» Assignment: The lines you need are those holding the word "chair"; pull them from the material.
** Dataset records follows **
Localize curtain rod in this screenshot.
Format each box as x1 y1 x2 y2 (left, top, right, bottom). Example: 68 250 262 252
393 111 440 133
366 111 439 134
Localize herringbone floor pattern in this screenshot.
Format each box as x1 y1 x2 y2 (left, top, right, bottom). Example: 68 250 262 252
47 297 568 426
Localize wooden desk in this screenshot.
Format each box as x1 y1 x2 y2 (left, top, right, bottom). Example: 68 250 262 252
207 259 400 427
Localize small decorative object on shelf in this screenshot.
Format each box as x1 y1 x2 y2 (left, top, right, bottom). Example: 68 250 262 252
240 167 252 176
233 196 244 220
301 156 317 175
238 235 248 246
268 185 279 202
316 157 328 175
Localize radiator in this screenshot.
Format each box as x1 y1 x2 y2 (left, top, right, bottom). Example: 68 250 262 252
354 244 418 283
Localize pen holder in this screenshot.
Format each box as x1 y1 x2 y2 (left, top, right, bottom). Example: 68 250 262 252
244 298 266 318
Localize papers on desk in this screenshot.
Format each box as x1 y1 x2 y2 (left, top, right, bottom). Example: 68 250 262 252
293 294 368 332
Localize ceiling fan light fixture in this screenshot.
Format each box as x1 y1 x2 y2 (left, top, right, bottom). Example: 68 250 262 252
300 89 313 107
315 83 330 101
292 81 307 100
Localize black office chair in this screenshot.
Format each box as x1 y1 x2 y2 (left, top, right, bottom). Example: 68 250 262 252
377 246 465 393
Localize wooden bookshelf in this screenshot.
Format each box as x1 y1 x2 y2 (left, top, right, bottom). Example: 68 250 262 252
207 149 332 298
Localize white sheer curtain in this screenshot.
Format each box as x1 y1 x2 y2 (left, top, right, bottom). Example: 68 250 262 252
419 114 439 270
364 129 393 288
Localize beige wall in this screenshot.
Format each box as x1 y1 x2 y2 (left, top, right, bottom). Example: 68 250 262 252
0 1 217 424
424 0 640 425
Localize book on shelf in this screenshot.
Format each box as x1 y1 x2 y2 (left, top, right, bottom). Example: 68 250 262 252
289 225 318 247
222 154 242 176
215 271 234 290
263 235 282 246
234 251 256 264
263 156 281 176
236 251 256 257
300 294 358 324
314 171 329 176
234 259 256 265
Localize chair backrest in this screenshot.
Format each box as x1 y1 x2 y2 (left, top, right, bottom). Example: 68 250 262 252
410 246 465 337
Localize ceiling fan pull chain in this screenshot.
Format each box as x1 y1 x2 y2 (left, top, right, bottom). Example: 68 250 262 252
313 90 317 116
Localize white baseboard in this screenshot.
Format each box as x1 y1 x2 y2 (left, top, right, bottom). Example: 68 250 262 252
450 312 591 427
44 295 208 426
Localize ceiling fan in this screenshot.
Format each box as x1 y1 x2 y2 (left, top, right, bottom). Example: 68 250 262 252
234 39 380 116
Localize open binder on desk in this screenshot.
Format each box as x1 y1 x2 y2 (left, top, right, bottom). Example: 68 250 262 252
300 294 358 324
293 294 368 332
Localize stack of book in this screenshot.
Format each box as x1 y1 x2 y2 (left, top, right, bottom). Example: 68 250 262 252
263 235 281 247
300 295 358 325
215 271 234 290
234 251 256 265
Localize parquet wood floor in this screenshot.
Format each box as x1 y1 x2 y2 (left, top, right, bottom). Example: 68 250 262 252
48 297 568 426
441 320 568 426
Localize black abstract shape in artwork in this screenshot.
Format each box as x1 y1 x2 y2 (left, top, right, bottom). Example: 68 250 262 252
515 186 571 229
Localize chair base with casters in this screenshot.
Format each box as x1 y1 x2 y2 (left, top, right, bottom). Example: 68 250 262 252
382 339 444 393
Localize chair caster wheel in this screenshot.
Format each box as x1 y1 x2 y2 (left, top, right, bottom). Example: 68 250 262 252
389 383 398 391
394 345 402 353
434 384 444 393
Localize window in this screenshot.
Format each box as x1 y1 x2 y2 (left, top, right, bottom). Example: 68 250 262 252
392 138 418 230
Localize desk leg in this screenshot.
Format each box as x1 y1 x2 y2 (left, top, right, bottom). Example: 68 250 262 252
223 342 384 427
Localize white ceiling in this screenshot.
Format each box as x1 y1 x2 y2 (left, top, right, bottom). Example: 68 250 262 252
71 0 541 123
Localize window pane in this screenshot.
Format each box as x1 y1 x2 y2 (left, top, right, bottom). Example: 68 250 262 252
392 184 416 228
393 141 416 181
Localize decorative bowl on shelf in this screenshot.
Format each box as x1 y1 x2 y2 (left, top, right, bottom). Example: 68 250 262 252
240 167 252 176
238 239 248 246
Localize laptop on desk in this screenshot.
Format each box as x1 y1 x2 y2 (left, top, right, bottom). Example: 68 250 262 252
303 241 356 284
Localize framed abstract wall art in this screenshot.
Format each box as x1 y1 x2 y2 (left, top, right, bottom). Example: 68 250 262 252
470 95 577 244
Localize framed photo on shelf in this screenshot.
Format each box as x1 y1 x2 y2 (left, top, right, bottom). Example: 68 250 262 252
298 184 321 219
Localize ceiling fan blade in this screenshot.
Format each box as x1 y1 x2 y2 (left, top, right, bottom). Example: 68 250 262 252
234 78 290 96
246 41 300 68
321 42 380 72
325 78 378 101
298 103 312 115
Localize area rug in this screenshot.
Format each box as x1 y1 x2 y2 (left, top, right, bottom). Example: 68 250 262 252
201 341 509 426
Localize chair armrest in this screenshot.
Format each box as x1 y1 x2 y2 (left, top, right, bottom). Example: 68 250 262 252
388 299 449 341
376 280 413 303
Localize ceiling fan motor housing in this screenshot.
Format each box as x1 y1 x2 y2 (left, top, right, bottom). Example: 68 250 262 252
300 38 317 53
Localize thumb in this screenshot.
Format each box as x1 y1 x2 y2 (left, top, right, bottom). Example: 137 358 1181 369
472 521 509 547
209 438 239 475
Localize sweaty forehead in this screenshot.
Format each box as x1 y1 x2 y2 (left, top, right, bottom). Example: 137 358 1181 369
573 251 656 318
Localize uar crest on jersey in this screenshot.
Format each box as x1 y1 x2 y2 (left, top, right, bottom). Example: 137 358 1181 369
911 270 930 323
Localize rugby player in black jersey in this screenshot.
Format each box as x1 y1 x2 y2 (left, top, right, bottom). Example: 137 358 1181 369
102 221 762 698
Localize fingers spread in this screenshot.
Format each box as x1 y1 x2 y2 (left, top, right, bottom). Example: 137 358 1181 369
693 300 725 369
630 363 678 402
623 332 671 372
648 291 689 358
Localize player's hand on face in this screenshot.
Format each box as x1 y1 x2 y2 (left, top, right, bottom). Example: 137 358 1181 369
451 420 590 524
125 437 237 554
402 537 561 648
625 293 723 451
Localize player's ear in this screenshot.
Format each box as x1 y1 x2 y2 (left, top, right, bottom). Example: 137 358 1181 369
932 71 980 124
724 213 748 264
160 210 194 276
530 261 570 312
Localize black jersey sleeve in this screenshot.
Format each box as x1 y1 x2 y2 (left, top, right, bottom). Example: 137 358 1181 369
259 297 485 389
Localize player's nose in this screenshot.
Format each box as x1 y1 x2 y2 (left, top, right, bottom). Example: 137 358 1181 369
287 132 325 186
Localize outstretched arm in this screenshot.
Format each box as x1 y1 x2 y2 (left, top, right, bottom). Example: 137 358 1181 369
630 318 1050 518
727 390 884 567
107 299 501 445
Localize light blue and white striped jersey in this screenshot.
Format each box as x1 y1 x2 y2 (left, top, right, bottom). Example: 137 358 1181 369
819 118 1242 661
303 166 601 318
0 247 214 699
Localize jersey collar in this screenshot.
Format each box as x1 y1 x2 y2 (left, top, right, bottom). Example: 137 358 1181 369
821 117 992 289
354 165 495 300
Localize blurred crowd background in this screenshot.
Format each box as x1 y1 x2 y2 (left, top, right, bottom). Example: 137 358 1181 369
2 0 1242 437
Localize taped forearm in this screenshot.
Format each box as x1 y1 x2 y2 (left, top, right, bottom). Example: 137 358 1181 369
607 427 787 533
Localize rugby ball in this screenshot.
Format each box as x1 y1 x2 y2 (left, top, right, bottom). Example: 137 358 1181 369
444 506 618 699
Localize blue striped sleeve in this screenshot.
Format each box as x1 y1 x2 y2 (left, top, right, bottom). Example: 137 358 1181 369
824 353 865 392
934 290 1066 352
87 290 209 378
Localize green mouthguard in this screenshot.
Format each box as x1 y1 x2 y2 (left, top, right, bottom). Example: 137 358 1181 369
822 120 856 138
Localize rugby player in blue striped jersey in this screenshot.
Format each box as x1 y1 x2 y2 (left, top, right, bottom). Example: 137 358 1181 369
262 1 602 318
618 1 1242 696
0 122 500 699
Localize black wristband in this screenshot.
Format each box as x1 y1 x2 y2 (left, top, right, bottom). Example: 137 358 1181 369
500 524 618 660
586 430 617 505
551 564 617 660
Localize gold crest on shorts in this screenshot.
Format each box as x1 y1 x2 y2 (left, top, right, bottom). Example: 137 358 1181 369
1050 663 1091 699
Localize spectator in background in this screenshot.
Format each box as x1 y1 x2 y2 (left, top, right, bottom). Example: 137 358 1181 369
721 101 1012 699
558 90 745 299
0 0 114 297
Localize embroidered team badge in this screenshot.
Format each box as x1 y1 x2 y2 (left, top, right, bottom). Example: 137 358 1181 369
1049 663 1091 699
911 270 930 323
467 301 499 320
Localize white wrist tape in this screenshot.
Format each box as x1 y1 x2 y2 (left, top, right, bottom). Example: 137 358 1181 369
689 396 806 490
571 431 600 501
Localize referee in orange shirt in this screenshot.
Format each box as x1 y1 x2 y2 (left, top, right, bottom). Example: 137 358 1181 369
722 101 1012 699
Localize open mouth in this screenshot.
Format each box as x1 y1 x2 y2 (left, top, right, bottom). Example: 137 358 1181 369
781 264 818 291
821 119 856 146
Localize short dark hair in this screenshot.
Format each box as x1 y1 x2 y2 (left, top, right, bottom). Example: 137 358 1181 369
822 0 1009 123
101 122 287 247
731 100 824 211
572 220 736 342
** End of Dataset records **
» The answer:
Localize black office chair in this screenshot.
Localize chair backrest in this screenshot.
Localize chair base with casters in this screenshot.
Localize chair caster wheel in this screenshot.
Localize chair armrest in this screenshot.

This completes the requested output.